(Stored data entries)

==*==

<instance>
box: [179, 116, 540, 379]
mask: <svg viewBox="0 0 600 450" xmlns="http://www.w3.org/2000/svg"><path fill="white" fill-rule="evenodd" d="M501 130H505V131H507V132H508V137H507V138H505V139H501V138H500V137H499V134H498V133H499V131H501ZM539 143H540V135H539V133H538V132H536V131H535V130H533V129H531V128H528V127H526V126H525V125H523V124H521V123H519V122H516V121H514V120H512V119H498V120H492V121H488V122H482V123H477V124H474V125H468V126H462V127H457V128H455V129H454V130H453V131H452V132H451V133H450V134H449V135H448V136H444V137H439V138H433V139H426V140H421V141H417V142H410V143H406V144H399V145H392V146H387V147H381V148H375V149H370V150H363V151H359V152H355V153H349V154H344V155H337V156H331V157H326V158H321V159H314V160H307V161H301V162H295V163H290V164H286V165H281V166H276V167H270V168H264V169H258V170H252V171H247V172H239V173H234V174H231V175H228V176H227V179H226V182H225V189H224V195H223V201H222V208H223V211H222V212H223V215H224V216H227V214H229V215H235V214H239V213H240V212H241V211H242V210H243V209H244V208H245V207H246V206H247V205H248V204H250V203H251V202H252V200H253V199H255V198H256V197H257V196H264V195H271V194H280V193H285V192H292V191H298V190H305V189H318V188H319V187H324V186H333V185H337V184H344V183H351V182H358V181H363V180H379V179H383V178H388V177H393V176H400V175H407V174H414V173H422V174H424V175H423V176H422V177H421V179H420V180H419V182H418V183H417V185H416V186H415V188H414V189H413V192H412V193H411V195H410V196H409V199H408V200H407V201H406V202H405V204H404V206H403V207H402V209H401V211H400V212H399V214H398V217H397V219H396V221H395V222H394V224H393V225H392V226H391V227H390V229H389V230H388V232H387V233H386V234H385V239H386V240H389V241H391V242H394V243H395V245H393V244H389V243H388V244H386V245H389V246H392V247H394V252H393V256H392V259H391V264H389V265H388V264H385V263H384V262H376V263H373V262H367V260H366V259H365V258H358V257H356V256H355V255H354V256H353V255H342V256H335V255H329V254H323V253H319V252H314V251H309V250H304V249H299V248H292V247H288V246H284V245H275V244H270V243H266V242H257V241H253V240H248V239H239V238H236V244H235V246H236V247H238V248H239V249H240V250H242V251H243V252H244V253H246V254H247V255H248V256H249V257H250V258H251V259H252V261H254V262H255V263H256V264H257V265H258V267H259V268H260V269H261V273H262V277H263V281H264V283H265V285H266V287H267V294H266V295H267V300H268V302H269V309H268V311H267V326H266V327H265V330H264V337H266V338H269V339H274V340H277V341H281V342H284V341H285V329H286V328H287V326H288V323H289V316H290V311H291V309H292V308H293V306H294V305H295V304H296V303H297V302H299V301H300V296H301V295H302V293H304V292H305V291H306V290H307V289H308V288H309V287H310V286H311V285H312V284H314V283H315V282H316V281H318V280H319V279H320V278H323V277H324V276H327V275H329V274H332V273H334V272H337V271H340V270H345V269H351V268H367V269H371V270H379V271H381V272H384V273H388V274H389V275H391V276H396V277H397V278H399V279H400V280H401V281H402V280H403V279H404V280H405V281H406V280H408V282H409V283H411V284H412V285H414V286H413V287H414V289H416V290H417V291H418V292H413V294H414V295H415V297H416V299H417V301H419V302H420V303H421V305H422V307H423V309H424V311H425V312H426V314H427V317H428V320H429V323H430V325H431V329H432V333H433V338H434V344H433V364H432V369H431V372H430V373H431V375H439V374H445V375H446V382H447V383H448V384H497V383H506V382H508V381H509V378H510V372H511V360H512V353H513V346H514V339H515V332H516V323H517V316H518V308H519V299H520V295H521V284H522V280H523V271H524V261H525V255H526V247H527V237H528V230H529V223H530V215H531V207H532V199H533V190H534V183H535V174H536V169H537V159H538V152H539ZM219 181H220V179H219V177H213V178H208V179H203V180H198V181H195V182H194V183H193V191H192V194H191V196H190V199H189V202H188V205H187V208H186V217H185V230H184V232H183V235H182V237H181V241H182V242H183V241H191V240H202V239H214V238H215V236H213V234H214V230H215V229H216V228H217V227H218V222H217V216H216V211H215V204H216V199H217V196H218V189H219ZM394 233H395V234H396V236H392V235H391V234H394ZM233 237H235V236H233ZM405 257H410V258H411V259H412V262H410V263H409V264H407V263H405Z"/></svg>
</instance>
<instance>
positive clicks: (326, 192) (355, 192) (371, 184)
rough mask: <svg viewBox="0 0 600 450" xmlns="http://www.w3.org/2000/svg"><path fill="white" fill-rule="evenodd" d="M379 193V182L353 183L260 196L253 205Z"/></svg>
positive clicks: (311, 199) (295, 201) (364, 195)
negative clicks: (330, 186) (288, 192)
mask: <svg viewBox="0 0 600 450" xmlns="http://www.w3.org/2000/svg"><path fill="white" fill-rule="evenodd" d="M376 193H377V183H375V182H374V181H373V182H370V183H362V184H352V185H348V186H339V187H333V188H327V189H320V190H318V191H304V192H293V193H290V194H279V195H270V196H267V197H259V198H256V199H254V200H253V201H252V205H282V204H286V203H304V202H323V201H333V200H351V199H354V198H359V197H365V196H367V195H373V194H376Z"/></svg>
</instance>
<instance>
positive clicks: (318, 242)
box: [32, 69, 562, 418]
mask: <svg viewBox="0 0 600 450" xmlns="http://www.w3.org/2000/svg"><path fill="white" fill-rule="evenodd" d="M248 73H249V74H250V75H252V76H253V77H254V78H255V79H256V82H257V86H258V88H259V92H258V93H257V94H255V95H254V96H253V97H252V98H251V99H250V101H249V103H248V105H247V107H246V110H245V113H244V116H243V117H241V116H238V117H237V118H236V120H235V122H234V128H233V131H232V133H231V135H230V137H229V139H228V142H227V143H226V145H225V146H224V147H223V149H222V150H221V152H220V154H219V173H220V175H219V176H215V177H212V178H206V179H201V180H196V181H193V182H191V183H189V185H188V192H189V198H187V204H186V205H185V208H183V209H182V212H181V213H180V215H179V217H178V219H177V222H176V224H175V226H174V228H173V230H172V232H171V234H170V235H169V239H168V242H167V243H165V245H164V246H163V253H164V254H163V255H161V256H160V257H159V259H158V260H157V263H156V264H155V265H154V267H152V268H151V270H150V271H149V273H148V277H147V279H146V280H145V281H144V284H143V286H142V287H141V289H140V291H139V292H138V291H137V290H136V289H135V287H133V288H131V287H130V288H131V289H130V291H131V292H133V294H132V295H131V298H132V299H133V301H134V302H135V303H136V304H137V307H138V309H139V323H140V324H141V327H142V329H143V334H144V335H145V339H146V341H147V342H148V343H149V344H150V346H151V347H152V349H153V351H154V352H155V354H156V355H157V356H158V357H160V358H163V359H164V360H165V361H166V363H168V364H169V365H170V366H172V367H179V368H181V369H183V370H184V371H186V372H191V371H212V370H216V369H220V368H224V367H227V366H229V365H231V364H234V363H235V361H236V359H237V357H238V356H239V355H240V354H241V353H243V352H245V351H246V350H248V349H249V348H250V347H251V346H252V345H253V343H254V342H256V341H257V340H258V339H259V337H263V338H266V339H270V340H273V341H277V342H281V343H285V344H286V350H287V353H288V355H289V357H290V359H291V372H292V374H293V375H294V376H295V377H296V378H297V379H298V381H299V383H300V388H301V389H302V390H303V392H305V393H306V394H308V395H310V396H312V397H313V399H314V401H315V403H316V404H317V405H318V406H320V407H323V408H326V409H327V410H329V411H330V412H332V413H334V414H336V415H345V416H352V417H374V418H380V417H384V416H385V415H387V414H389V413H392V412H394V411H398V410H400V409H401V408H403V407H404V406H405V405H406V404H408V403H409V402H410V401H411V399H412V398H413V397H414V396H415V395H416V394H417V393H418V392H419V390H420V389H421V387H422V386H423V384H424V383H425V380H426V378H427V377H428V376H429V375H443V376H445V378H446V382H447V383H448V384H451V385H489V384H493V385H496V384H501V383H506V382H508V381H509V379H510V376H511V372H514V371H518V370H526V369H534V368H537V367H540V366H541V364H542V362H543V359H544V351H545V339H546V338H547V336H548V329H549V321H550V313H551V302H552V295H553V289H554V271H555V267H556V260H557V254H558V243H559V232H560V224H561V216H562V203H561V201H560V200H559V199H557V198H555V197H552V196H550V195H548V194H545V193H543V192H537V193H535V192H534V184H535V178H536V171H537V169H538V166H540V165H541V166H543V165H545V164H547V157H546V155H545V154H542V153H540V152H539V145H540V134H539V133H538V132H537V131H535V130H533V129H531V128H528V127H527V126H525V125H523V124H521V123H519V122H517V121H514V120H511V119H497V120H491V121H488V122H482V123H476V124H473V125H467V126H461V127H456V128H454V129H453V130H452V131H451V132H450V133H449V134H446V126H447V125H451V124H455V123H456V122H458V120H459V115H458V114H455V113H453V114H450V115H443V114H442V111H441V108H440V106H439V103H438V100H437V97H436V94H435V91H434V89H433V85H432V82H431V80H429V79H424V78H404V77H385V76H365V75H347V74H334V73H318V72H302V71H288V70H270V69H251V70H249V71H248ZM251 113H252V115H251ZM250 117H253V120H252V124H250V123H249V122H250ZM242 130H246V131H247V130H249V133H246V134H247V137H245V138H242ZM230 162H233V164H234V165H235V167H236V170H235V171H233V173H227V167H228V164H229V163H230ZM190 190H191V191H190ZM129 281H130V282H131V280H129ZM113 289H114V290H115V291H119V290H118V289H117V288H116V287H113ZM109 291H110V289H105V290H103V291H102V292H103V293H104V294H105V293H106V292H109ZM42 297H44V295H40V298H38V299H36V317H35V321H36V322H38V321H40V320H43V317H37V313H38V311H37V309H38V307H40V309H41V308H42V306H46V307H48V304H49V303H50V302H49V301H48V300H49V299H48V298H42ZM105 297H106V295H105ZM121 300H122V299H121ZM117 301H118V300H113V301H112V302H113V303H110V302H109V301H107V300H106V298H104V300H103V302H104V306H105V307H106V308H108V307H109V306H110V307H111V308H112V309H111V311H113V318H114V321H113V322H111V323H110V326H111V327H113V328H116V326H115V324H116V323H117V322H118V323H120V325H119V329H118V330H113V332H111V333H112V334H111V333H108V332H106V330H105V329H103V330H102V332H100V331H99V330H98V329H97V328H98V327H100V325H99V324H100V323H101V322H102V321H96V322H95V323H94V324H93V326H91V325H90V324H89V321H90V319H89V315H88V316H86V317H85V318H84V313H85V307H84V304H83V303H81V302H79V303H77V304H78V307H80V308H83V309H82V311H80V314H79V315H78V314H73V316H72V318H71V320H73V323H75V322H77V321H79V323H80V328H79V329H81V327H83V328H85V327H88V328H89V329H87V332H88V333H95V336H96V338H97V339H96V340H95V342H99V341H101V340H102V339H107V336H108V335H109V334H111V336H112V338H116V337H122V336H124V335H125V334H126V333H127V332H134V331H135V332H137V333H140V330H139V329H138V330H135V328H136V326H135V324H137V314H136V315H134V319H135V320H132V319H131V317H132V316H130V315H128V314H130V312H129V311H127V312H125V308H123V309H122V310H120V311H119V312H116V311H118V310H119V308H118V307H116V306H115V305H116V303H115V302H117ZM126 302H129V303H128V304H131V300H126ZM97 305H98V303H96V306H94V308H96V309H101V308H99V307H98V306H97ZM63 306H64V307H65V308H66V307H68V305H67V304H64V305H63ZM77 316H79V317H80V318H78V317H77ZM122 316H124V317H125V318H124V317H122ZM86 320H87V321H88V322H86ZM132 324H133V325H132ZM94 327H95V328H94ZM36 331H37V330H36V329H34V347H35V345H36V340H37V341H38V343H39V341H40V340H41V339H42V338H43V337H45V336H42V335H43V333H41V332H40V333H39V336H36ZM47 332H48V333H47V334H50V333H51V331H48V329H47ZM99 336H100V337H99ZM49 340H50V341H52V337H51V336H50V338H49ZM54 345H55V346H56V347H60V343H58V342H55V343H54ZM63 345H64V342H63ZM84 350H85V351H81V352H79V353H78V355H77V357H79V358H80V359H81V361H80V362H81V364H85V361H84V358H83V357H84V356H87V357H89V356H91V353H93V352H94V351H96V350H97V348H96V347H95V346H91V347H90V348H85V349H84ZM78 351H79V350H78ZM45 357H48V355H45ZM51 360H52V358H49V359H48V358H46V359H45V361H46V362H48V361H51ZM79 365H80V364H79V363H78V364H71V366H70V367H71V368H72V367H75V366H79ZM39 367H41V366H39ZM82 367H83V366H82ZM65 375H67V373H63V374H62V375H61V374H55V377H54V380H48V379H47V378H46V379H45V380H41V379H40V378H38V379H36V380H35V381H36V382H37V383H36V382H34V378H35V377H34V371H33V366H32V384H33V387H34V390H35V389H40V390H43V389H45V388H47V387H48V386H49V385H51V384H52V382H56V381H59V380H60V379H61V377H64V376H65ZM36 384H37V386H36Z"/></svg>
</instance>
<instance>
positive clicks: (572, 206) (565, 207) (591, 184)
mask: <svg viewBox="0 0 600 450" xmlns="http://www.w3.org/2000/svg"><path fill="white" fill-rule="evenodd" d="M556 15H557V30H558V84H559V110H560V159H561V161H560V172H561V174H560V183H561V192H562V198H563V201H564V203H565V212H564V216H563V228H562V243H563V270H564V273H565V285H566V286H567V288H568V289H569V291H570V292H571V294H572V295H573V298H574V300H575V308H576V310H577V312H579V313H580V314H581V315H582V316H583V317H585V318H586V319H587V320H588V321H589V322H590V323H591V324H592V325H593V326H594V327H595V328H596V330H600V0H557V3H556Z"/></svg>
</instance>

==*==

**Work to complete**
From the records above, copy each line in which the string "clicks" occurs.

**Exercise output**
positive clicks: (326, 192) (355, 192) (371, 184)
positive clicks: (311, 199) (295, 201) (364, 195)
negative clicks: (330, 186) (288, 192)
positive clicks: (318, 242)
positive clicks: (572, 206) (565, 207) (591, 184)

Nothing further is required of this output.